УСЛОВИЕ ЗАДАНИЯ:
Воспроизведите без изменений фрагмент дневниковой записи от слов «19 октября 1968» вплоть до слов «приедет к Гитлеру.» включительно.

19 октября 1968
Сегодня суббота. День теплый, но слякотный. С утра ходил с Кузей. Семнадцатого снимали «Хомутную», потом два спектакля: «Павшие» и «Антимиры», десятичасовые. К «Павшим» не явился Высоцкий, он прилетал из Одессы в абсолютно разобранном состоянии, и я чуть было не заработал еще раз 50 р., уже взял роль и стал учить, но позвонил Коля[1] и сказал, что приедет к Гитлеру.
18 октября подняли меня в 6 утра. Пересъемка «Холодной». Все на нерве, текст затолмужен, «иронический вариант», на бис для худсовета.
После смены смотрели с Можаевым материал «магазина» и «палатки». Автор остался очень доволен, и я бы даже сказал, был в восторге: «Ну вот это на уровне лучших традиций нашего кино. Это хорошо, это очень приличный материал». Под это дело мы с Назаровым сунули ему ролик с «Холодной», дескать, другой дубль, мягче; и этой сценой он остался доволен, и вроде все понял, весь замысел артиста и режиссера: «Приличная сцена, не знаю, чего вы решили ее переснимать, наверняка, ведь хуже сделали. Он здесь расстроенный, что люди, которым он хочет помочь, отворачиваются, не хотят помочь ему в его работе, и он в некоторой даже растерянности и в расстройстве».

Материал, извлечённый из подборки:
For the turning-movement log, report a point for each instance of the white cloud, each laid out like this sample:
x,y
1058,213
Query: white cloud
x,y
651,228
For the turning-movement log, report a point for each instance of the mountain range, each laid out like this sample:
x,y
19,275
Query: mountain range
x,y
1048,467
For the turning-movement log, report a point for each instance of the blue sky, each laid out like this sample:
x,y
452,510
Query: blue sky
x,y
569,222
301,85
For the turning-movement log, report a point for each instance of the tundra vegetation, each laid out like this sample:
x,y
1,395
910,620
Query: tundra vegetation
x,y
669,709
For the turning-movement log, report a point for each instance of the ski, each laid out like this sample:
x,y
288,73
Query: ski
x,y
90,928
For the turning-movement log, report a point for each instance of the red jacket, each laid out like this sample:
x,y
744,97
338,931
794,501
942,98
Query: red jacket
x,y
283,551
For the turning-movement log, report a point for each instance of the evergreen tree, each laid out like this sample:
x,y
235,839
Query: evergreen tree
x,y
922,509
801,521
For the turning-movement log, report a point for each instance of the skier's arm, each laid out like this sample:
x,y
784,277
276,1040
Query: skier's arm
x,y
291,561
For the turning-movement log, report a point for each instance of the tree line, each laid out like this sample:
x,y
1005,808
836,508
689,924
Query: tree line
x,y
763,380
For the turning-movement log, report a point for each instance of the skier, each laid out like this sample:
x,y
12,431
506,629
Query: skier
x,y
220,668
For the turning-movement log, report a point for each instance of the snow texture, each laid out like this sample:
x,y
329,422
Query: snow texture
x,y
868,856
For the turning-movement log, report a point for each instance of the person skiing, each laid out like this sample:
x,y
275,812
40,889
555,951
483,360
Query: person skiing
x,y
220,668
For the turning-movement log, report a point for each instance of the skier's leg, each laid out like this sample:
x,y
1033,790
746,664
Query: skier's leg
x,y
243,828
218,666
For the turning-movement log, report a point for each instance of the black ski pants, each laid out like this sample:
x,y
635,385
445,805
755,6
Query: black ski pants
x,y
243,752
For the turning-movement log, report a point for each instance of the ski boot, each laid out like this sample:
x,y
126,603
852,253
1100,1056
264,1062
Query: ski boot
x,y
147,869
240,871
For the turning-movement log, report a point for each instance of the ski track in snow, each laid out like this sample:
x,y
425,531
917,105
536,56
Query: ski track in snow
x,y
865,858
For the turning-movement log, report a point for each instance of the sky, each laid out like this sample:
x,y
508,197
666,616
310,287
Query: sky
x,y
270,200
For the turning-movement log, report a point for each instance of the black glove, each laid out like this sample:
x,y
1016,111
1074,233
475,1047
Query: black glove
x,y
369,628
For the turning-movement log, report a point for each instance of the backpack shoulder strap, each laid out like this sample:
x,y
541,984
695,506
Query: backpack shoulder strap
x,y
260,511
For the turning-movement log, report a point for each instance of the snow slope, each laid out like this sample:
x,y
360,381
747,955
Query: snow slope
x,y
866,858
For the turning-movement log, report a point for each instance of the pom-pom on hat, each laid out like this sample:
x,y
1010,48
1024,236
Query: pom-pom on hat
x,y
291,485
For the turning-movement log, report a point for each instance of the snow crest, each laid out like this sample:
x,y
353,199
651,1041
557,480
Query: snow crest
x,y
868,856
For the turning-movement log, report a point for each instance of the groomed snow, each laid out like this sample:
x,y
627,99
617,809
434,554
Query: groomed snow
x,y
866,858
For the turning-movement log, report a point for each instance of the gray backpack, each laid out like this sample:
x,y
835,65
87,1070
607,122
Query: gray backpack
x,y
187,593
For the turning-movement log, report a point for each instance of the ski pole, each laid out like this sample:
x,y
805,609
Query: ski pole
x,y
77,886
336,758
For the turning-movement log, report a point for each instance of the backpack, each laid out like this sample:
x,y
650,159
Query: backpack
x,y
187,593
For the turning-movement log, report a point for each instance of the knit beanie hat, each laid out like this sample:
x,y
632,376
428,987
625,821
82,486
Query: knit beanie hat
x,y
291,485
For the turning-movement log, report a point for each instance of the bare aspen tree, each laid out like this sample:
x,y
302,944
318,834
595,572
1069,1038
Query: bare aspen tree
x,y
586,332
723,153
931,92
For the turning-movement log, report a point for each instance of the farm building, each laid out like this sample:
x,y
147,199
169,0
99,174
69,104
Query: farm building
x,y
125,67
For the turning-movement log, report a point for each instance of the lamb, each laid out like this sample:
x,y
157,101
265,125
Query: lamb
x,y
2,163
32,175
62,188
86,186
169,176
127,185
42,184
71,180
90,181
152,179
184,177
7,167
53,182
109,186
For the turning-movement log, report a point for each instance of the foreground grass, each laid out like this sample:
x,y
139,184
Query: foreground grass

ОТВЕТ:
19 октября 1968
Сегодня суббота. День теплый, но слякотный. С утра ходил с Кузей. Семнадцатого снимали «Хомутную», потом два спектакля: «Павшие» и «Антимиры», десятичасовые. К «Павшим» не явился Высоцкий, он прилетал из Одессы в абсолютно разобранном состоянии, и я чуть было не заработал еще раз 50 р., уже взял роль и стал учить, но позвонил Коля[1] и сказал, что приедет к Гитлеру.